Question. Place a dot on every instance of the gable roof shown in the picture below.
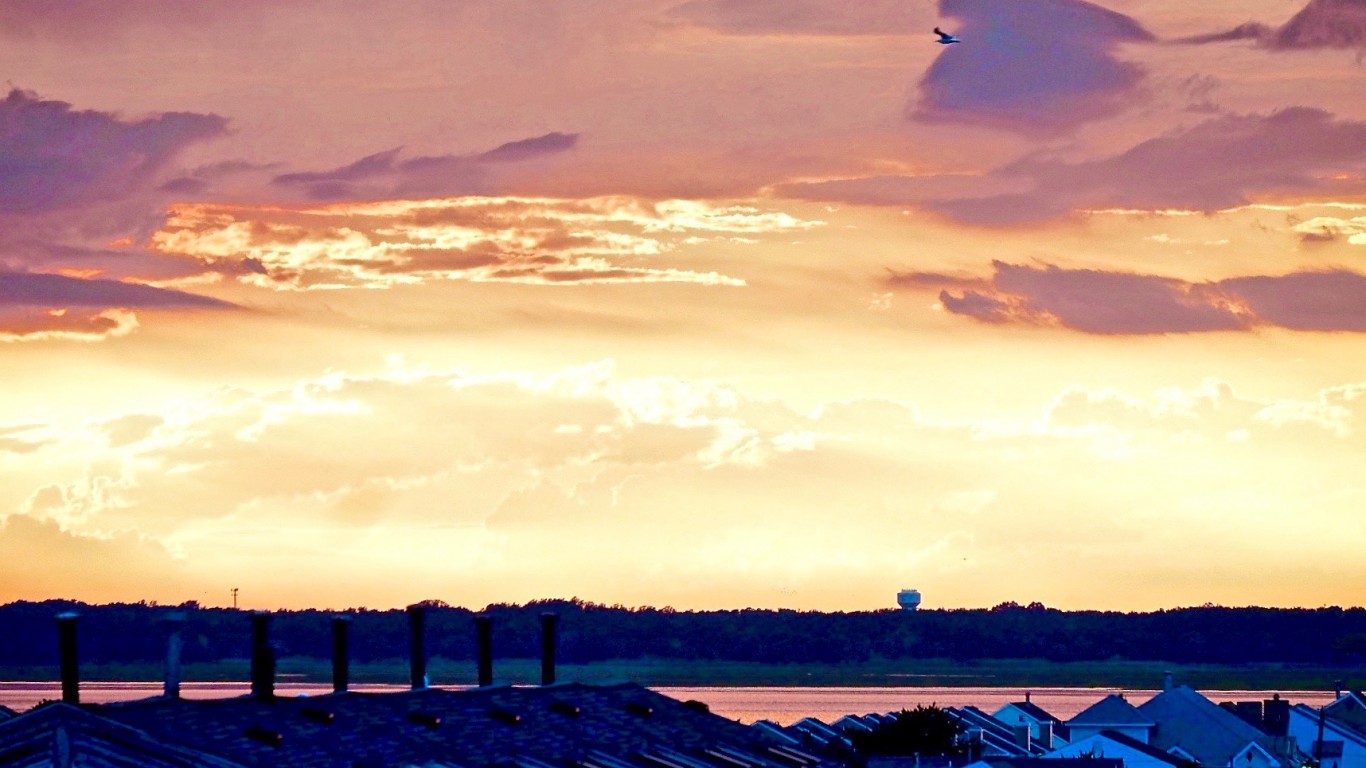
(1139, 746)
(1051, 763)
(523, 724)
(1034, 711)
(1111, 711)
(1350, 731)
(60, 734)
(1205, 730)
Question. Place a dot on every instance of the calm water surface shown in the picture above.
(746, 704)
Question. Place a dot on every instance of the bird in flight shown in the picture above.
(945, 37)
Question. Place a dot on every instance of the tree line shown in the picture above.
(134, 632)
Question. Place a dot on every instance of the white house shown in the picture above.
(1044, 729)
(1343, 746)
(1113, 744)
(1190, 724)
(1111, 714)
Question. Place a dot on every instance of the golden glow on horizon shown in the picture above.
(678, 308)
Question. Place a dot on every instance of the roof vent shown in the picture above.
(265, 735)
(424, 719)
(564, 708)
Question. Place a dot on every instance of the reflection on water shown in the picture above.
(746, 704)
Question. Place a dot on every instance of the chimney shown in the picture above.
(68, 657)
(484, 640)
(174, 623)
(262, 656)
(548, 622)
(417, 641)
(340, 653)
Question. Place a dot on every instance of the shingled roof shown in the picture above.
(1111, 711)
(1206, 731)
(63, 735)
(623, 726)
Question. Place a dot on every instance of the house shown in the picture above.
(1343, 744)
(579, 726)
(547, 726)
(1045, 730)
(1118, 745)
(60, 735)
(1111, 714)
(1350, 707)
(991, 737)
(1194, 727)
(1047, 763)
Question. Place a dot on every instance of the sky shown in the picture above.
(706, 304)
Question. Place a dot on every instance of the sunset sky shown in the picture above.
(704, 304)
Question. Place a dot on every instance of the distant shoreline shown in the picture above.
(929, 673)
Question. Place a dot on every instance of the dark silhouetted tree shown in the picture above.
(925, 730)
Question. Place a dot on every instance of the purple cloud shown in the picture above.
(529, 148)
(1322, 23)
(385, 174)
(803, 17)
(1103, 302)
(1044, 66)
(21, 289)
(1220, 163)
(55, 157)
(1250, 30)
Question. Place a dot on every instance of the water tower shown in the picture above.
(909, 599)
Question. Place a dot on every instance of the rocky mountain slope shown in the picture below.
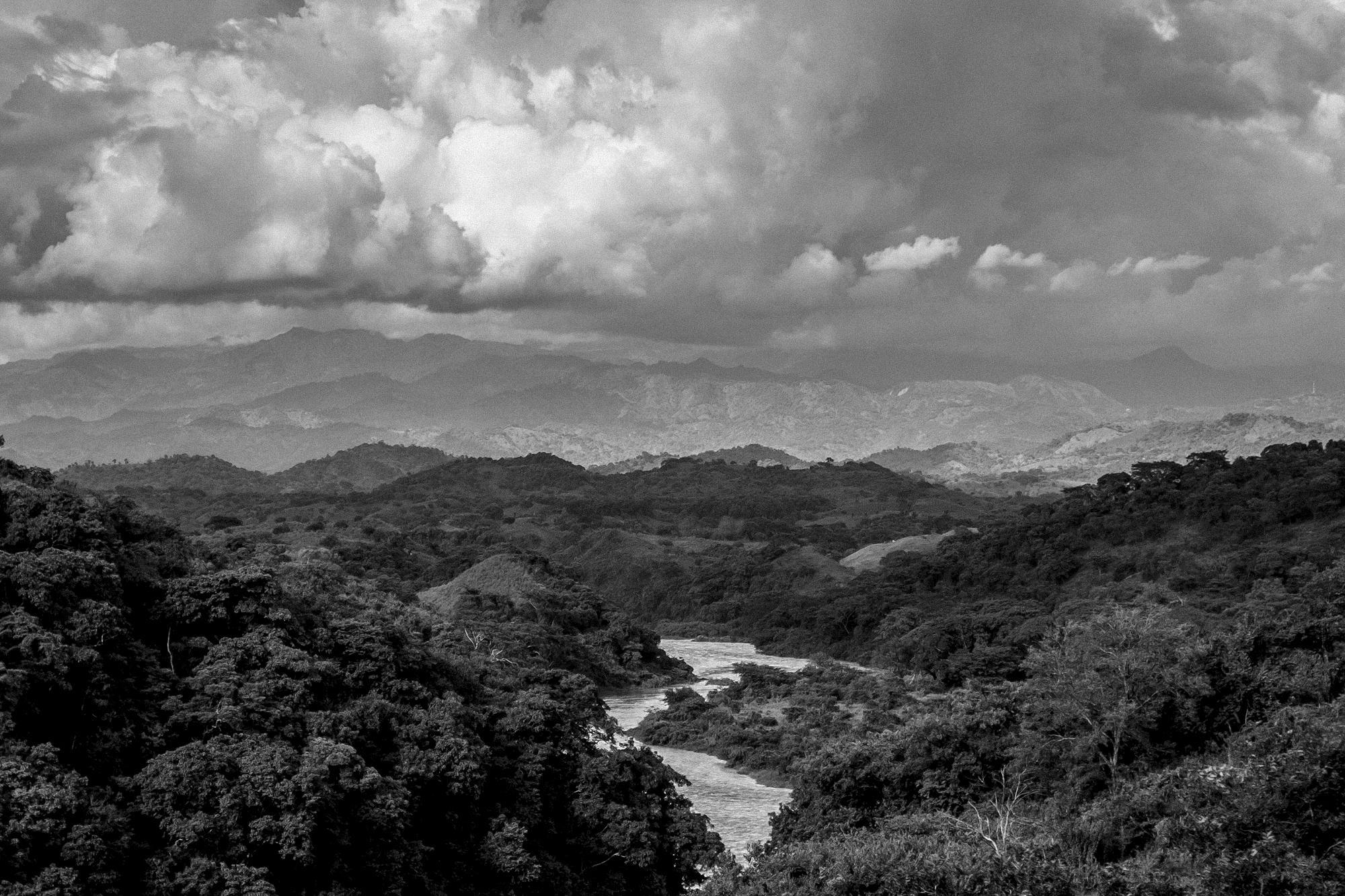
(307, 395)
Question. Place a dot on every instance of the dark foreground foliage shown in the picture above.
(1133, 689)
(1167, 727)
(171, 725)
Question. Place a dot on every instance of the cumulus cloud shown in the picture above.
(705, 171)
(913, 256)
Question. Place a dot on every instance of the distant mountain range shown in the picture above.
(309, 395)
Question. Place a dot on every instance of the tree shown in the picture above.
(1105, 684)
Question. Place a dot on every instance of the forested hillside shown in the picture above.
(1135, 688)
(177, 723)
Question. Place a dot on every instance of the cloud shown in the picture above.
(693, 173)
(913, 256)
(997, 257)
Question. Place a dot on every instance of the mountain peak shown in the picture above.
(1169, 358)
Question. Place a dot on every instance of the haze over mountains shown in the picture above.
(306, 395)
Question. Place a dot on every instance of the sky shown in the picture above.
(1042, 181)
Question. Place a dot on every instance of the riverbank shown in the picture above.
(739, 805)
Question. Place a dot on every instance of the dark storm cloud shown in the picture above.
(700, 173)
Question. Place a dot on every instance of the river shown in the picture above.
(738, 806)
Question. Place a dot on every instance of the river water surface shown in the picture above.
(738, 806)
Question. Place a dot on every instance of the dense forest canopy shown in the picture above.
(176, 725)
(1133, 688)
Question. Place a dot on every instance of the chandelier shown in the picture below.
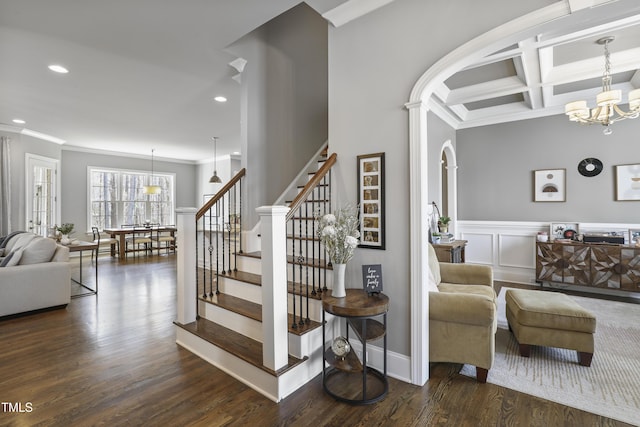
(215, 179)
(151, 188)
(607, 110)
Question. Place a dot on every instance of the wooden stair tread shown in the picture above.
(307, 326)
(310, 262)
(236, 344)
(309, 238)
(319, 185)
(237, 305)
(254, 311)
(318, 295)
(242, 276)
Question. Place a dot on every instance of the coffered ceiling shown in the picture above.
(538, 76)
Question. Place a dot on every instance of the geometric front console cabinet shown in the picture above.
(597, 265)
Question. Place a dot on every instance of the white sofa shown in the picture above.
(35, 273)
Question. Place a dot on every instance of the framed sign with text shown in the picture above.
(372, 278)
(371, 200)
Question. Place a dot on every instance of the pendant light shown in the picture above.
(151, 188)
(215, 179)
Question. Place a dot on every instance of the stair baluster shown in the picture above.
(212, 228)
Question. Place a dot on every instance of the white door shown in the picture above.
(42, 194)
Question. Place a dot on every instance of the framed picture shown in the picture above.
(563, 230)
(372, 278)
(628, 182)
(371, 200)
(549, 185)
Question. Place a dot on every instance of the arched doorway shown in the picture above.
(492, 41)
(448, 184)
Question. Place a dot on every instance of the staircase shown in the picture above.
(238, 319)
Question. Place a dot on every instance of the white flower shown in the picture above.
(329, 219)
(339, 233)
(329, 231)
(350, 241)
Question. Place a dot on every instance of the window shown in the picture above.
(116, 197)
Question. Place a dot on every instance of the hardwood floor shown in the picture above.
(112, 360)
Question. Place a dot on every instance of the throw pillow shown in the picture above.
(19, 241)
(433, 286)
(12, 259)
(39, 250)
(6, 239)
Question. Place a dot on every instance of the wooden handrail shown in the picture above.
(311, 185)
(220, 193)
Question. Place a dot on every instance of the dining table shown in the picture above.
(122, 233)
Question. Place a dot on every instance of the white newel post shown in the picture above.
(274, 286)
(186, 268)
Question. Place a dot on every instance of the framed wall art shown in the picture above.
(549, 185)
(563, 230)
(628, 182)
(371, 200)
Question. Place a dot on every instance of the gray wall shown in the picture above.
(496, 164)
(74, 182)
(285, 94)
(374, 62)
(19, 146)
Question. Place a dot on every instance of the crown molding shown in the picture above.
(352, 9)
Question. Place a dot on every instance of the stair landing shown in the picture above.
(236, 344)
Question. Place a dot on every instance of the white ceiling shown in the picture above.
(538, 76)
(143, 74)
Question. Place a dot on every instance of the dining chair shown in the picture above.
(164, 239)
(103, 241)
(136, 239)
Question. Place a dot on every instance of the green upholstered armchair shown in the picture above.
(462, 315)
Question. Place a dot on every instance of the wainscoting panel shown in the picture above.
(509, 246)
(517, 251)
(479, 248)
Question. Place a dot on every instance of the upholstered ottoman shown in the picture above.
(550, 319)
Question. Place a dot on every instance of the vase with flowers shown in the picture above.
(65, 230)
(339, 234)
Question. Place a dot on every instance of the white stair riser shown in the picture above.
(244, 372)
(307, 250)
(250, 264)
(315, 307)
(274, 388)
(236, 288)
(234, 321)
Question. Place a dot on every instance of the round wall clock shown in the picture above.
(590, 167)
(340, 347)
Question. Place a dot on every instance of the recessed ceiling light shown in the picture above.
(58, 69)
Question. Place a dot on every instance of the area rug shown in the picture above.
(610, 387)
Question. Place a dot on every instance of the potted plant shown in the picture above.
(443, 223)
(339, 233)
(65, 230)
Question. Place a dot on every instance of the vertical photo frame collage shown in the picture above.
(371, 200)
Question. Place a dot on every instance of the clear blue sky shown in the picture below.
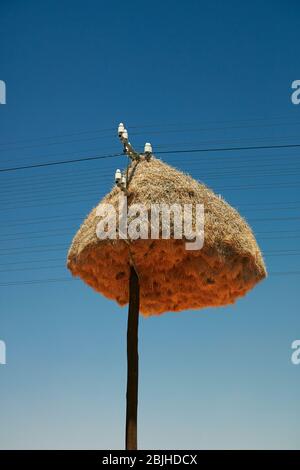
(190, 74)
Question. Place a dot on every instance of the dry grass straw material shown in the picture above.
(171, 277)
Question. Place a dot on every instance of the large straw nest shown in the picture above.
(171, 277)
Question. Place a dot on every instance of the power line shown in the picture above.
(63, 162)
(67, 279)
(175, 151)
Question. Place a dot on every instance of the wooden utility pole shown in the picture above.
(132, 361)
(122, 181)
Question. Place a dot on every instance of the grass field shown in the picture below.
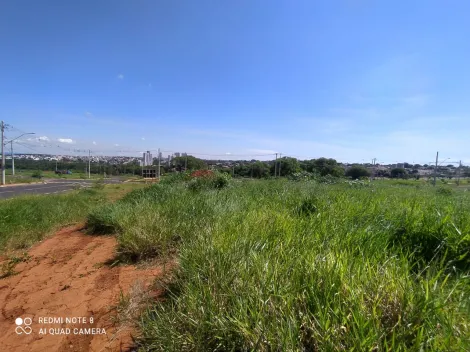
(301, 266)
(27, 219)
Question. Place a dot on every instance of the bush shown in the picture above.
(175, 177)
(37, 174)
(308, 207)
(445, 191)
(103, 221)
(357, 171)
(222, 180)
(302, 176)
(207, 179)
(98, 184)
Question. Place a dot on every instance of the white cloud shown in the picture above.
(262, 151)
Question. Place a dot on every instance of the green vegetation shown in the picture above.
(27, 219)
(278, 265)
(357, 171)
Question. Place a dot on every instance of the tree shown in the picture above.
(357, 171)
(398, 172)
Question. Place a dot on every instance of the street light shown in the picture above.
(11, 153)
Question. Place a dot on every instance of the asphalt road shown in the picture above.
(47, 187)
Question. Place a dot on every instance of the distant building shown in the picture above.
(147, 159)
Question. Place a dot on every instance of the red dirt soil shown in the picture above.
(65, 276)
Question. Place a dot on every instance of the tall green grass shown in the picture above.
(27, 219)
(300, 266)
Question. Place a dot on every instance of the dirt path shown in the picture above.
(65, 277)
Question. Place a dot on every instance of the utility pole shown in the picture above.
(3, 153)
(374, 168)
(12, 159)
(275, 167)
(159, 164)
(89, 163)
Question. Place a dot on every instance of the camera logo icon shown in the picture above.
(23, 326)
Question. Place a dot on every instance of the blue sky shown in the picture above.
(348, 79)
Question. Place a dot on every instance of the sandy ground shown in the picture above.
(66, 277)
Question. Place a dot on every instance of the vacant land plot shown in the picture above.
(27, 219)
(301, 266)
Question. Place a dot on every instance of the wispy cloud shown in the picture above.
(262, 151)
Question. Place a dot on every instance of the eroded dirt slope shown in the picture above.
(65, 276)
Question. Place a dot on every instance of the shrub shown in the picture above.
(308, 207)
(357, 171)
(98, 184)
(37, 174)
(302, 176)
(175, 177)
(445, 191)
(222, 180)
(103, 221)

» **Your assignment**
Transcribe the records above exactly, but only from the line that contains "Question. Place a dot on every instance of the red" through their final line, inclusive.

» **Output**
Question. Place a dot on every instance of the red dirt soil shown in the picture above.
(65, 276)
Question. Place a dot on every instance of the tall green grass shown in the picture above.
(27, 219)
(300, 266)
Question. Place a dot on every instance of the dirt path shown in the picture above.
(65, 277)
Question. Place a dot on every instance of the utility pole shown in the picture above.
(3, 153)
(374, 168)
(12, 159)
(275, 167)
(159, 164)
(89, 163)
Question. Place a dot on every instance of the camera logo icon shown in the picture above.
(23, 326)
Question. Place a dot on every instance of the blue sky shown in the picture above.
(348, 79)
Question. Place a dot on every instance of the sandy ground shown in the picture above.
(66, 277)
Question. Place a dot on every instance of the vacant land plot shown in the picture above.
(27, 219)
(301, 266)
Question. Place a dot on every instance of the wispy cloud shown in the picture above.
(262, 151)
Question. Place a dot on every instance of the eroded dirt slope shown in the picture above.
(65, 276)
Question. Place a dot on every instance of the shrub shown in the picture above.
(308, 207)
(357, 171)
(98, 184)
(37, 174)
(302, 176)
(175, 177)
(445, 191)
(222, 180)
(103, 221)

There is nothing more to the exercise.